▸ GIVEN PROBLEM A:
In the configuration documentation below, what value does the example 'subset_outer_selectors' section give for 'error_threshold'?
# Start of DOCUMENT
This section specifies component initializers (see Component initializers) for any “outer selectors” the application is using (see Selecting and OuterSelector API documentation for more details). The specification for each individual object is read and single instance of each object is created. The instances are referred to by their names.

An example of ‘subset_outer_selectors’ section from example configuration file:

{
# ...
    'subset_outer_selectors' : {
        'PKCSelector_ClsErrThr' : {
            'kdvs.fw.impl.stat.PKCSelector.OuterSelector_ClassificationErrorThreshold' : {
                'error_threshold' : 0.3,
            },
        },
    },
# ...
}
subset_inner_selectors

This section specifies component initializers (see Component initializers) for any “inner selectors” the application is using (see Selecting and InnerSelector API documentation for more details). The specification for each individual object is read and single instance of each object is created. The instances are referred to by their names.

An example of ‘subset_inner_selectors’ section from example configuration file:

{
# ...
    'subset_inner_selectors' : {
        'VarSelector_ClsErrThr_AllVars' : {
            'kdvs.fw.impl.stat.PKCSelector.InnerSelector_ClassificationErrorThreshold_AllVars' : {
            },
        },
        'VarSelector_ClsErrThr_L1L2_VarsFreqThr' : {
            'kdvs.fw.impl.stat.PKCSelector.InnerSelector_ClassificationErrorThreshold_L1L2_VarsFreq' : {
                'frequency_threshold' : 0.0,
                # set to False for compatibility with KDVS v1.0 reports
                'pass_variables_for_nonselected_pkcs' : True,
            }
        }
    },
# ...
}
reporters

This section specifies component initializers (see Component initializers) for any reporters the application is using (see Reporting and Reporter API documentation for more details). The specification for each individual object is read and single instance of each object is created. The instances are referred to by their names.

An example of ‘reporters’ section from example configuration file:

{
# ...
# End of DOCUMENT
# Start of DATASET EXCERPTS
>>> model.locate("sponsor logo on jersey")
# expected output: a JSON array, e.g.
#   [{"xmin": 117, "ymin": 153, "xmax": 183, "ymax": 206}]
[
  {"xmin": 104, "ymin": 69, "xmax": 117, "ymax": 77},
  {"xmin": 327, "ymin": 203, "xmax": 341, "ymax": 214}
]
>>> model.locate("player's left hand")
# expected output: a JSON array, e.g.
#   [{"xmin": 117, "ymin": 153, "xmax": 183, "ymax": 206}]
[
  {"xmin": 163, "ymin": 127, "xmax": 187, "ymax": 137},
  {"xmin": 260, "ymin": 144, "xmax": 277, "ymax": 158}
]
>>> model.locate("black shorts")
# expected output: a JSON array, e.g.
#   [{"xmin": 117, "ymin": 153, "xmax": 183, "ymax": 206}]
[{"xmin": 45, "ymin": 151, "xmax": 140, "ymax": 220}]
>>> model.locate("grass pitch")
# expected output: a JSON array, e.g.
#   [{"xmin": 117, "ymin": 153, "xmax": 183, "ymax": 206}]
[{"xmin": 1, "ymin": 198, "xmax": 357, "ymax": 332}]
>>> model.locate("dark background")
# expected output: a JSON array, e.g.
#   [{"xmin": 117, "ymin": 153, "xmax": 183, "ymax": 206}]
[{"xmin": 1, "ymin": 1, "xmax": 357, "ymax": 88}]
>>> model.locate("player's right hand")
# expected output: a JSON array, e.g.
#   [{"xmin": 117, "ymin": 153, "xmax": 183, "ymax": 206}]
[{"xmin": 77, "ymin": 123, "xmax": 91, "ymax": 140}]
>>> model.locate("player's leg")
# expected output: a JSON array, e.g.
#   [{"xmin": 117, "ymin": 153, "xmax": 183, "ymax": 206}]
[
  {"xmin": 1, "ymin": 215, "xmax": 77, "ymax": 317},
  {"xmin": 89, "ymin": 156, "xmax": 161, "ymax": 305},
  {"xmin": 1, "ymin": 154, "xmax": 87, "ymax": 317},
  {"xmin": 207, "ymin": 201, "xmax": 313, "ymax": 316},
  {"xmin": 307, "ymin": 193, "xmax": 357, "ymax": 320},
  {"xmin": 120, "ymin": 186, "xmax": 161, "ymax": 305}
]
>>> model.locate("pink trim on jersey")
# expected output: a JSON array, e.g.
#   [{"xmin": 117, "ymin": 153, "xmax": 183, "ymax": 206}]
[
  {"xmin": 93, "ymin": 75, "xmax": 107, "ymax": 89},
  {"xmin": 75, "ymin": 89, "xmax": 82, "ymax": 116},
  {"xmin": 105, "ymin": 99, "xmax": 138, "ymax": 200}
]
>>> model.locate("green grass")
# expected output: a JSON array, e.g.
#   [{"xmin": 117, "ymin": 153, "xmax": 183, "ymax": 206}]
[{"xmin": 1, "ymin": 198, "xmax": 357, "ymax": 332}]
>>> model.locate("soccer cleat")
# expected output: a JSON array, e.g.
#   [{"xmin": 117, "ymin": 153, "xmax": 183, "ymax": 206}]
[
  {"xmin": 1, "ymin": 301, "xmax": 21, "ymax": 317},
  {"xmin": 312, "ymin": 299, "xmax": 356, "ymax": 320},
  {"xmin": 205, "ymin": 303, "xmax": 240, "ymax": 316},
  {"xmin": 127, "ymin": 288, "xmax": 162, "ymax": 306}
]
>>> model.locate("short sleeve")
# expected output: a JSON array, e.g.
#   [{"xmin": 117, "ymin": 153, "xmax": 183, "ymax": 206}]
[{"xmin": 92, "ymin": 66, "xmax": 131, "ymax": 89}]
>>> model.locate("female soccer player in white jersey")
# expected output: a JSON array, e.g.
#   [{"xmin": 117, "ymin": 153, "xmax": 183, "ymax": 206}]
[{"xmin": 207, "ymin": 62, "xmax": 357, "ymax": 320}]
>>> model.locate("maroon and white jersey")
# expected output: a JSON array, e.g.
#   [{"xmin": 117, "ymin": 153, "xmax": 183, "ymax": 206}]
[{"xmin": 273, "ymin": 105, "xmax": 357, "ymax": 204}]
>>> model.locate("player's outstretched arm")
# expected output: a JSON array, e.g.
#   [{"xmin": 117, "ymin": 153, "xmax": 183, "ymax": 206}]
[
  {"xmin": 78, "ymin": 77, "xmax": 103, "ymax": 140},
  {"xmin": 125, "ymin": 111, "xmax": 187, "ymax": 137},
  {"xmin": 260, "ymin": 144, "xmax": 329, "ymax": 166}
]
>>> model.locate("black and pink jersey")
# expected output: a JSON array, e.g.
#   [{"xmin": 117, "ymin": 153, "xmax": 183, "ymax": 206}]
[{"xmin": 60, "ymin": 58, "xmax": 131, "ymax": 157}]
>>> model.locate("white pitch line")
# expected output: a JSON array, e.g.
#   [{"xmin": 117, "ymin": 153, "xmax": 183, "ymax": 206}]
# End of DATASET EXCERPTS
▸ GIVEN PROBLEM B:
Report how many lines of the records above contain the word "hand", giving only the number. Case counts.

▸ COMPLETE ANSWER A:
0.3

▸ COMPLETE ANSWER B:
2